## REQUIRED WORK
Each line below should be repeated exactly, but no picture should be carried over.
-------
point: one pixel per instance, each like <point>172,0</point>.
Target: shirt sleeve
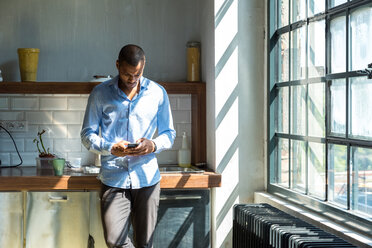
<point>166,132</point>
<point>90,130</point>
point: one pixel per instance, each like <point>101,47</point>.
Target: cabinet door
<point>11,219</point>
<point>57,219</point>
<point>183,219</point>
<point>96,228</point>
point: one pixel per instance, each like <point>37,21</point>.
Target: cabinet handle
<point>192,197</point>
<point>58,198</point>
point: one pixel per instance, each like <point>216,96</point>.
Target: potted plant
<point>43,161</point>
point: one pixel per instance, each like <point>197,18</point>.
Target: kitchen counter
<point>28,178</point>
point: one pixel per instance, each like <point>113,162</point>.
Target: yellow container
<point>28,60</point>
<point>193,61</point>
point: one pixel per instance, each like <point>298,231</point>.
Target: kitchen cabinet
<point>11,219</point>
<point>57,219</point>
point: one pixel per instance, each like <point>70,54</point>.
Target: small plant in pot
<point>44,155</point>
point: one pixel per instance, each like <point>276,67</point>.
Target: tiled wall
<point>61,116</point>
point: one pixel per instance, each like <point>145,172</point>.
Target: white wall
<point>79,39</point>
<point>233,66</point>
<point>236,100</point>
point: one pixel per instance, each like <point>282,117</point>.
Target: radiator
<point>263,226</point>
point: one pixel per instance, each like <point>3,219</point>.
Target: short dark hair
<point>131,54</point>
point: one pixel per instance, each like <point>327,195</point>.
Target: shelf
<point>196,89</point>
<point>86,87</point>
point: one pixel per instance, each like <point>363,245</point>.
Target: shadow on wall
<point>239,110</point>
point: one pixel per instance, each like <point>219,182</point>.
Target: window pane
<point>298,110</point>
<point>316,49</point>
<point>298,56</point>
<point>361,107</point>
<point>316,110</point>
<point>283,163</point>
<point>337,175</point>
<point>360,38</point>
<point>333,3</point>
<point>316,170</point>
<point>283,12</point>
<point>338,107</point>
<point>338,44</point>
<point>283,110</point>
<point>298,8</point>
<point>298,162</point>
<point>283,60</point>
<point>361,190</point>
<point>315,7</point>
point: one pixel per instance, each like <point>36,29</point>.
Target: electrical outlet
<point>14,126</point>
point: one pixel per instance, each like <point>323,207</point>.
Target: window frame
<point>324,207</point>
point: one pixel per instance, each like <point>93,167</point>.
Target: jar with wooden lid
<point>193,61</point>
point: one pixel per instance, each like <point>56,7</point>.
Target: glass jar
<point>193,61</point>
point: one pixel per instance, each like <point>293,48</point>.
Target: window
<point>320,104</point>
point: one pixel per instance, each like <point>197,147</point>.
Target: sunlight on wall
<point>226,81</point>
<point>226,29</point>
<point>226,118</point>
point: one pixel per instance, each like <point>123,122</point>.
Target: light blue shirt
<point>119,118</point>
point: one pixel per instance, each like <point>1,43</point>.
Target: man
<point>128,109</point>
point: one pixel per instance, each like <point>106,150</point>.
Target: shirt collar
<point>144,82</point>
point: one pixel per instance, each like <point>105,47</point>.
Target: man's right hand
<point>119,149</point>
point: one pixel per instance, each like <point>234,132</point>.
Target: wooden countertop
<point>28,178</point>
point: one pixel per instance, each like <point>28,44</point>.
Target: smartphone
<point>132,145</point>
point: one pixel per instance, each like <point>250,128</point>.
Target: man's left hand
<point>145,146</point>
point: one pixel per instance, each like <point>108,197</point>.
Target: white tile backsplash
<point>61,116</point>
<point>5,159</point>
<point>67,145</point>
<point>54,131</point>
<point>24,103</point>
<point>53,103</point>
<point>67,117</point>
<point>11,115</point>
<point>4,103</point>
<point>7,145</point>
<point>77,103</point>
<point>28,158</point>
<point>73,131</point>
<point>30,146</point>
<point>39,117</point>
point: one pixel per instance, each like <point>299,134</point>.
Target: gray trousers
<point>122,207</point>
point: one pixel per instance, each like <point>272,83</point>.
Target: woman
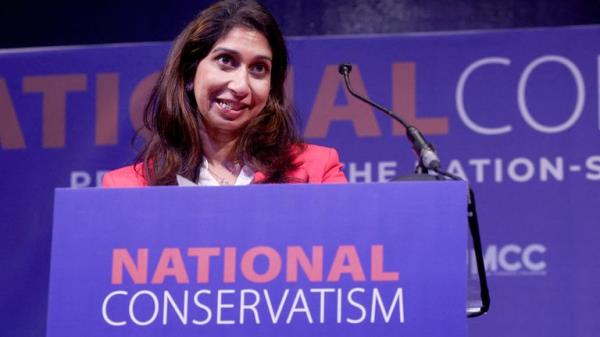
<point>218,114</point>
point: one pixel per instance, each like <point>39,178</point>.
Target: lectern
<point>260,260</point>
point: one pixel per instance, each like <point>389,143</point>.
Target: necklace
<point>224,180</point>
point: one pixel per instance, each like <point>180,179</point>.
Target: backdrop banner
<point>516,112</point>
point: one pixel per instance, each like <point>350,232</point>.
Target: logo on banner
<point>261,285</point>
<point>512,260</point>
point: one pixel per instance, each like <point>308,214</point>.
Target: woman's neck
<point>218,147</point>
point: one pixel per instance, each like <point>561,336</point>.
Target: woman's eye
<point>225,60</point>
<point>260,69</point>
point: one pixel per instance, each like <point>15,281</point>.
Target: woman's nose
<point>239,83</point>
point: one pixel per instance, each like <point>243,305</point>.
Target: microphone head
<point>344,68</point>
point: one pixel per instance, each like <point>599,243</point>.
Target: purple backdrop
<point>516,112</point>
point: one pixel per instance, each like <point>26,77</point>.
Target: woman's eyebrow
<point>237,54</point>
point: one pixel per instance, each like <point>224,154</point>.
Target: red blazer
<point>318,164</point>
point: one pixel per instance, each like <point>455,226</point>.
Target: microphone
<point>428,159</point>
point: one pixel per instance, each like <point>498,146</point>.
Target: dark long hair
<point>269,143</point>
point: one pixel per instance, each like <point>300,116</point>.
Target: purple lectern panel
<point>279,260</point>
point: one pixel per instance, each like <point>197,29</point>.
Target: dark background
<point>37,23</point>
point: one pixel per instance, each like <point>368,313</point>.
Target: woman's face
<point>233,81</point>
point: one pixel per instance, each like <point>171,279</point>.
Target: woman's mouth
<point>226,105</point>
-------
## SOLUTION TO THIS EXERCISE
point: one pixel per instance, each like <point>172,0</point>.
Target: shirt sleeve
<point>166,132</point>
<point>90,130</point>
point: one pixel per instance, each like <point>101,47</point>.
Target: cabinet door
<point>11,219</point>
<point>57,219</point>
<point>183,219</point>
<point>96,228</point>
point: one pixel per instance, each like <point>37,21</point>.
Target: cabinet handle
<point>192,197</point>
<point>58,198</point>
point: one pixel per instance, each like <point>216,96</point>.
Target: potted plant
<point>43,161</point>
point: one pixel per instance, each like <point>197,18</point>.
Target: kitchen counter
<point>28,178</point>
point: one pixel per instance, each like <point>113,162</point>.
Target: yellow container
<point>28,60</point>
<point>193,61</point>
point: one pixel per instance, each like <point>298,231</point>.
Target: kitchen cabinet
<point>11,219</point>
<point>57,219</point>
point: one pixel per instance, each like <point>70,54</point>.
Target: small plant in pot
<point>44,155</point>
point: one pixel per instance, each like <point>276,67</point>.
Target: tiled wall
<point>61,116</point>
point: one pixel per instance, each like <point>145,172</point>.
Target: white wall
<point>79,39</point>
<point>233,66</point>
<point>236,100</point>
point: one pixel per instance, each like <point>282,117</point>.
Target: radiator
<point>263,226</point>
point: one pixel per instance, each like <point>3,219</point>.
Target: short dark hair
<point>131,54</point>
point: one pixel per instance, each like <point>327,195</point>.
Target: shelf
<point>196,89</point>
<point>86,87</point>
point: one pixel per instance, each like <point>363,245</point>.
Target: shadow on wall
<point>239,110</point>
point: one pixel per instance, each like <point>219,182</point>.
Target: window pane
<point>298,110</point>
<point>316,49</point>
<point>298,56</point>
<point>361,107</point>
<point>316,110</point>
<point>283,163</point>
<point>337,175</point>
<point>360,38</point>
<point>333,3</point>
<point>316,170</point>
<point>283,12</point>
<point>338,107</point>
<point>338,44</point>
<point>283,110</point>
<point>298,8</point>
<point>298,162</point>
<point>283,60</point>
<point>361,190</point>
<point>315,7</point>
point: one pixel per instance, each like <point>36,29</point>.
Target: electrical outlet
<point>14,126</point>
point: one pixel per instance, each like <point>323,207</point>.
Target: window frame
<point>324,207</point>
point: one pixel per instance, each like <point>93,167</point>.
Target: jar with wooden lid
<point>193,61</point>
point: one pixel per instance, each like <point>56,7</point>.
Target: glass jar
<point>193,61</point>
point: one pixel per instance, each like <point>293,48</point>.
Target: window
<point>320,104</point>
point: one pixel per instance, each like <point>197,147</point>.
Target: sunlight on wall
<point>226,81</point>
<point>226,29</point>
<point>226,118</point>
point: one pixel per instance, each like <point>123,122</point>.
Target: light blue shirt
<point>119,118</point>
point: one pixel per instance, each like <point>1,43</point>.
Target: man
<point>128,109</point>
point: one pixel per instance, each like <point>106,150</point>.
Target: shirt collar
<point>144,82</point>
point: one pixel per instance, each like <point>105,47</point>.
Target: man's right hand
<point>119,149</point>
point: one pixel per instance, each like <point>234,132</point>.
Target: wooden countertop
<point>28,178</point>
point: one pixel per instance, each like <point>28,44</point>.
Target: smartphone
<point>132,145</point>
point: one pixel per instance, each like <point>250,128</point>.
Target: man's left hand
<point>145,146</point>
point: one pixel per instance, each like <point>108,197</point>.
Target: white tile backsplash
<point>61,116</point>
<point>5,159</point>
<point>67,145</point>
<point>54,131</point>
<point>24,103</point>
<point>53,103</point>
<point>67,117</point>
<point>11,115</point>
<point>4,103</point>
<point>7,145</point>
<point>77,103</point>
<point>28,158</point>
<point>73,131</point>
<point>30,146</point>
<point>39,117</point>
point: one pixel per instance, each like <point>299,134</point>.
Target: gray trousers
<point>122,207</point>
point: one pixel per instance, each like <point>272,83</point>.
Target: woman
<point>218,114</point>
point: one pixel per instance, each like <point>39,178</point>.
Target: lectern
<point>260,260</point>
point: one pixel per instance, each like <point>389,143</point>.
Target: necklace
<point>224,180</point>
point: one pixel per instance, each like <point>180,179</point>.
Target: backdrop banner
<point>516,112</point>
point: one pixel per instance, each like <point>350,232</point>.
Target: logo on banner
<point>261,285</point>
<point>512,260</point>
point: one pixel per instance, each like <point>308,214</point>.
Target: woman's neck
<point>218,147</point>
point: one pixel per instance, each like <point>561,336</point>.
Target: woman's eye
<point>225,60</point>
<point>260,69</point>
point: one pixel per instance, each like <point>15,281</point>.
Target: woman's nose
<point>239,83</point>
point: one pixel per instance, each like <point>243,305</point>.
Target: microphone head
<point>344,68</point>
point: one pixel per instance, each like <point>599,243</point>.
Target: purple backdrop
<point>516,112</point>
point: one pixel per instance, each like <point>26,77</point>.
Target: woman's eyebrow
<point>237,54</point>
point: one pixel per instance, each like <point>224,154</point>.
Target: red blazer
<point>318,164</point>
point: one pixel per instance, each like <point>455,226</point>.
Target: microphone
<point>428,159</point>
point: one pixel per instance, each like <point>498,146</point>.
Target: dark long hair
<point>269,143</point>
point: one pixel per instance, each like <point>300,116</point>.
Target: purple lectern panel
<point>279,260</point>
point: one pixel per instance, each like <point>197,29</point>.
Target: dark background
<point>37,23</point>
point: one pixel per instance, each like <point>368,313</point>.
Target: woman's face
<point>233,81</point>
point: one pixel per instance, each like <point>171,279</point>.
Target: woman's mouth
<point>226,105</point>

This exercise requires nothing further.